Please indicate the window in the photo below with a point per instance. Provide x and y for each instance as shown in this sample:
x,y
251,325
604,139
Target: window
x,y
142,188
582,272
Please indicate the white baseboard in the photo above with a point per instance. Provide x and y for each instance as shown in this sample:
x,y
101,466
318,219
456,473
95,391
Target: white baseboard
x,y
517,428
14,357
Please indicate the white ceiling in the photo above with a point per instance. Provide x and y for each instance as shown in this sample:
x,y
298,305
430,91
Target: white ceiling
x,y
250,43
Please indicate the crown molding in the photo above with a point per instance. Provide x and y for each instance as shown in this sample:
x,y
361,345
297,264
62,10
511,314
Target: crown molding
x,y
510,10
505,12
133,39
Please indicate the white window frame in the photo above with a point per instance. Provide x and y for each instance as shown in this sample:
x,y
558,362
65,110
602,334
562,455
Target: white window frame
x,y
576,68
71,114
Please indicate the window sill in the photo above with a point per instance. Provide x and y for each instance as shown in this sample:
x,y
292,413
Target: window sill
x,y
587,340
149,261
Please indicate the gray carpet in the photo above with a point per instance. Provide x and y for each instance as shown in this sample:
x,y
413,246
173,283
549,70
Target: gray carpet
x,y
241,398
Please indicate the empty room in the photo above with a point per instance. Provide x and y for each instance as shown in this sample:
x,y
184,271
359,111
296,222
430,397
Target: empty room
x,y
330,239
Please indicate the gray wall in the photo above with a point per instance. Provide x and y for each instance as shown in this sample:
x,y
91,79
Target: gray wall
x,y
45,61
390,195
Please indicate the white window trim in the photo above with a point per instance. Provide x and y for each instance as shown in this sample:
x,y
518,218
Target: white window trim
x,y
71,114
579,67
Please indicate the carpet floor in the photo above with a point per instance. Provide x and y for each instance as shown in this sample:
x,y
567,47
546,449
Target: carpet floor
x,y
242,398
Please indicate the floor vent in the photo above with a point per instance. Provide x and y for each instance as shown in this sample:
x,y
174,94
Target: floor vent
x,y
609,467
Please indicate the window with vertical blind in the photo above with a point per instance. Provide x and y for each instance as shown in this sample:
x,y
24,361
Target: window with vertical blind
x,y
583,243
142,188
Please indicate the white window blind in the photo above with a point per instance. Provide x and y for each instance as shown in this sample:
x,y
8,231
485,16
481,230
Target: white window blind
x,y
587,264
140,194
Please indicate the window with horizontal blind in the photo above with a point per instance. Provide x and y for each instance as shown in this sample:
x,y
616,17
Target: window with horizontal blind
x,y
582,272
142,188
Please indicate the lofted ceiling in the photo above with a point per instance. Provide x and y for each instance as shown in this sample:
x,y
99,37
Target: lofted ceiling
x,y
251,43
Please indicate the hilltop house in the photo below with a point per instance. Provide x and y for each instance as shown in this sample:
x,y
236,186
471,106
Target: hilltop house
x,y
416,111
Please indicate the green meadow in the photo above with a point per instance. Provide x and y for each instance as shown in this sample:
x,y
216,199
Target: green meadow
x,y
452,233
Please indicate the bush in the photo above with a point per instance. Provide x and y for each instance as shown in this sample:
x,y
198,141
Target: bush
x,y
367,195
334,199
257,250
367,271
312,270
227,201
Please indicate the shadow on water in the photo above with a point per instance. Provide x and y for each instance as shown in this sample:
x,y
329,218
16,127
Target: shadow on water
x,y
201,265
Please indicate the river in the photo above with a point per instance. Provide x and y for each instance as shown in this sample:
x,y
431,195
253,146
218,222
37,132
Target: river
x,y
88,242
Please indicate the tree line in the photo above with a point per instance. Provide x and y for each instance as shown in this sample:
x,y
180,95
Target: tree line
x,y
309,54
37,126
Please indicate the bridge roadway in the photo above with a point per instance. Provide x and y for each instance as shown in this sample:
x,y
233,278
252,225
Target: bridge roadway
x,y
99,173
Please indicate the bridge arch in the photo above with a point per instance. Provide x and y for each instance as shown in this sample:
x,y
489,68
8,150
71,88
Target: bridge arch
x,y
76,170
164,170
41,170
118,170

> Exercise prompt: In the records above, how many lines include "below"? Answer with the number alone.

> Task response: 2